__DATA LISTING__
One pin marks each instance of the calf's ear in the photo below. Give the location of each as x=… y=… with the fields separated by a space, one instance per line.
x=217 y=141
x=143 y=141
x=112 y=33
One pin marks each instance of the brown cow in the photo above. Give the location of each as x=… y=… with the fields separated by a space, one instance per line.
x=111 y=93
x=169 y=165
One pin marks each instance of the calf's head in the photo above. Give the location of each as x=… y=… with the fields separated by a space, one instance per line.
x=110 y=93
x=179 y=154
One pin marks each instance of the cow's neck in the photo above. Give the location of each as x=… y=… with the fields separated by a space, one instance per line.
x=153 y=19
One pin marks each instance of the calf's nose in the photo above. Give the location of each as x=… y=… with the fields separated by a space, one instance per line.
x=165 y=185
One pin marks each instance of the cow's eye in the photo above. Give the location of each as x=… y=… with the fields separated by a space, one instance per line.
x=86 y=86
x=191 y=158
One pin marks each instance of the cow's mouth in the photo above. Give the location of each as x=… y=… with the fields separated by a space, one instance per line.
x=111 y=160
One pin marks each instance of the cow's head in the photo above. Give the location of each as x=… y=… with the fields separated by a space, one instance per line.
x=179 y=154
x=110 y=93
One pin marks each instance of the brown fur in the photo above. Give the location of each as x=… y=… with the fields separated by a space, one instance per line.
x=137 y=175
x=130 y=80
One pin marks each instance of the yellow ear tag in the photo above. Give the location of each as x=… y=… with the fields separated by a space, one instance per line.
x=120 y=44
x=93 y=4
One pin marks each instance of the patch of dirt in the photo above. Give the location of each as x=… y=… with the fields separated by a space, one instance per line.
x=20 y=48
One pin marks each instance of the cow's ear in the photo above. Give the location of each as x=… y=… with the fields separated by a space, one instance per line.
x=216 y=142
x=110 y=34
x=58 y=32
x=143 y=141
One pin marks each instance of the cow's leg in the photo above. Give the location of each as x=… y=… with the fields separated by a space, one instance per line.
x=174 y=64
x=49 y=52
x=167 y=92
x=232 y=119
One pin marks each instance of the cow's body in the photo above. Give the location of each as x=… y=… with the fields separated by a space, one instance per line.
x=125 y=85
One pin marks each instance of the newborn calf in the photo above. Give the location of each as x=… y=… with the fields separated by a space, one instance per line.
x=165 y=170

__DO THIS__
From the records above, extract every line exactly as it stands.

__FINISHED TASK__
One pin marks each instance of the calf's ear in the photo below. Give the location of each as x=… y=… with the fields separated by a space, one instance per line.
x=217 y=141
x=143 y=141
x=112 y=33
One pin marks each instance of the brown cow in the photo above. Give the location of each as x=… y=… with the fields separated by a space, one instance per line.
x=111 y=93
x=169 y=165
One pin marks each instance of the calf's head in the photo above. Give the location of each as x=… y=… with the fields separated by a space, one instance per line.
x=110 y=93
x=179 y=154
One pin marks each instance of the cow's neck in the photo above. Give the location of each as x=… y=… with the fields separated by a space, one instance per line.
x=153 y=19
One pin marks each instance of the calf's nose in the photo above. Give the location of each as x=… y=… with the fields separated by a space, one instance per line.
x=165 y=185
One pin marks each instance of the cow's eye in the photo above. Give the location of each as x=… y=… with the fields separated by a space, one instance per line.
x=86 y=86
x=191 y=158
One pin marks each instance of the cow's mouth in the photo above. Give the location of each as x=… y=… with the fields separated by a space, one instance per line.
x=111 y=160
One pin marks each instance of the cow's head in the photo above. Give the location of each as x=… y=… with the fields separated by a space, one instance per line.
x=179 y=154
x=110 y=93
One pin marks each instance of the brown fur in the photo above. Give the location of each as x=… y=… with the fields separated by a space, one instance per line.
x=137 y=175
x=130 y=80
One pin marks each instance of the yellow ear tag in the photo above. Give the location of each as x=… y=… with the fields separated by a space, one instance per line.
x=120 y=44
x=93 y=4
One pin marks each instance of the patch of dirt in the photo above. Give the location of each as x=… y=… with the fields separated by a space, one instance per line.
x=20 y=48
One pin marks each instance of the cow's ear in the photo above. Give the location of each as x=… y=… with the fields separated by a space, one instance per line.
x=216 y=142
x=110 y=34
x=58 y=32
x=143 y=141
One pin marks each instance of the cow's leg in the photo above. Give the location of each as x=… y=… with the fields separated by a space, one instance per line.
x=174 y=64
x=49 y=52
x=167 y=92
x=232 y=119
One pin marks each instance of the cow's body in the photo above. Give the location of each as x=… y=… with the fields separated by a space, one instance per line.
x=125 y=85
One pin marks each instance of the newborn calf in the photo above. Give the location of each as x=… y=… with the fields separated by a space, one instance per line.
x=165 y=170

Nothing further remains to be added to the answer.